WHAT NEEDS TO BE DONE »
In the material below, copy the lines from the one with "Every instance of the window with" through the end, swapping "cumulus cloud" for "puffy cloud" and keeping everything else the same.

Data records »

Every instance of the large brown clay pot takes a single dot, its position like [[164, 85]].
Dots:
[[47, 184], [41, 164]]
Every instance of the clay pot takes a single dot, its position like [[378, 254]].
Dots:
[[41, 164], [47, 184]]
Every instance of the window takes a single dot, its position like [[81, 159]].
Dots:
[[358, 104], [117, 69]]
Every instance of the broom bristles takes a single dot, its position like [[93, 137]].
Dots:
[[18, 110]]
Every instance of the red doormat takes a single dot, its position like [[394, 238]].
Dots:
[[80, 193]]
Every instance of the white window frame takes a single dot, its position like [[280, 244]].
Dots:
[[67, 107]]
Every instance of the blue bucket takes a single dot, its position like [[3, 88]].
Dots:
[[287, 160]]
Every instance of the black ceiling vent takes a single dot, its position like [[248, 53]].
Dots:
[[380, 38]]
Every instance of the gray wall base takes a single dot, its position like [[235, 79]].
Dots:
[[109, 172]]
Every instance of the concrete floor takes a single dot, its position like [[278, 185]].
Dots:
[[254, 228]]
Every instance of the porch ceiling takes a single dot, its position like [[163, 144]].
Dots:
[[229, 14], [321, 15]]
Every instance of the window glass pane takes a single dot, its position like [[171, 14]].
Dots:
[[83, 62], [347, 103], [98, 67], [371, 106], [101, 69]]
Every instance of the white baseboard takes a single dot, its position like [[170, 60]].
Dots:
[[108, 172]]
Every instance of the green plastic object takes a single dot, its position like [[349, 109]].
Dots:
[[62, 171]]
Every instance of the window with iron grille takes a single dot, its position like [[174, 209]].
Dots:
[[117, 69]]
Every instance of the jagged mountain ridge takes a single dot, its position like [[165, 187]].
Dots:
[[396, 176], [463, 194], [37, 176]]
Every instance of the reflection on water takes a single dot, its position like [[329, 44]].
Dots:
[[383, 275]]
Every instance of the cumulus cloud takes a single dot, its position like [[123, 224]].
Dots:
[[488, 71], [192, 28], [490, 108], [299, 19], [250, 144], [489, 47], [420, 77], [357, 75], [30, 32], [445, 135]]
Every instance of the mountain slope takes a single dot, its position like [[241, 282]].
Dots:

FULL OUTPUT »
Every instance of the window with iron grille takes a single dot, its position like [[174, 209]].
Dots:
[[117, 69]]
Every instance of the jagged mountain ridge takes a single dot, its position like [[165, 187]].
Dots:
[[396, 176], [463, 194], [37, 176]]
Every instance of the reflection on water takes a single dot, its position like [[329, 44]].
Dots:
[[383, 275]]
Every instance of the puffy cloud takes a single dot, its position like [[123, 224]].
Dots:
[[488, 71], [192, 28], [490, 108], [299, 19], [250, 144], [489, 47], [420, 77], [357, 75], [30, 32], [445, 135]]
Every instance of the mountain slope takes a single dot, its position like [[241, 282]].
Dots:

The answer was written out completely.